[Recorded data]
§
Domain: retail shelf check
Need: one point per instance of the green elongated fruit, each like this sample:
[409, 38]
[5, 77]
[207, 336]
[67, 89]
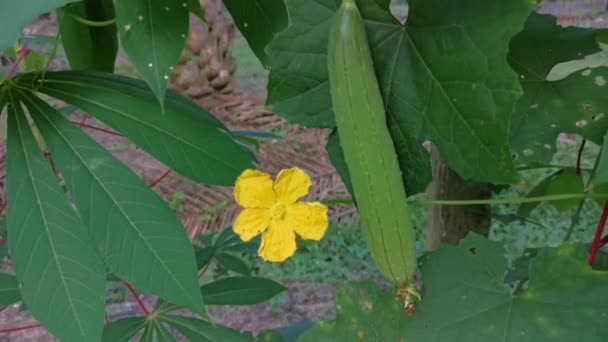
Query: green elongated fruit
[368, 148]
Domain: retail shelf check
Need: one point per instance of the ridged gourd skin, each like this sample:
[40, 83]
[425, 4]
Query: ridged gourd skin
[368, 148]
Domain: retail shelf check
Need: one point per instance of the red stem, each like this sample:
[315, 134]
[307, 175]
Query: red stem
[155, 183]
[139, 302]
[580, 156]
[22, 53]
[82, 124]
[9, 330]
[598, 235]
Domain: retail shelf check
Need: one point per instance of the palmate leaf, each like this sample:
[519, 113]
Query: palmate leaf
[258, 21]
[81, 42]
[153, 34]
[186, 138]
[16, 14]
[61, 275]
[573, 104]
[464, 300]
[141, 240]
[442, 77]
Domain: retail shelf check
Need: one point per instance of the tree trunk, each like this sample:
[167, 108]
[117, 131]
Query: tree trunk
[449, 224]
§
AIM OF THE TASK. Every record above must be given again exactly; drop the pictures.

FINAL RESULT.
Domain: retail shelf check
Need: one point per instance of the green elongated fruit, each like this sample:
[409, 38]
[5, 77]
[207, 336]
[67, 89]
Query: green elongated fruit
[368, 148]
Domain: retail shelf check
Need: one point per instance of the ridged gourd skin, each like this sample:
[40, 83]
[425, 4]
Query: ridged gourd skin
[368, 148]
Domain: retail shelf check
Need: one point per instance of the red stem, each like this sample:
[315, 134]
[307, 175]
Query: red stem
[155, 183]
[139, 302]
[580, 156]
[22, 53]
[82, 124]
[9, 330]
[598, 235]
Domain: retail shelf check
Need: one point per instance of the palmate leaf, each like this sample:
[519, 113]
Query: palmate leaf
[258, 21]
[81, 42]
[153, 34]
[186, 138]
[16, 14]
[61, 275]
[573, 104]
[464, 300]
[141, 240]
[442, 77]
Domain: retail shelf check
Need: one point per instance of the tree trunk, each like this sample:
[167, 108]
[117, 131]
Query: tree trunk
[449, 224]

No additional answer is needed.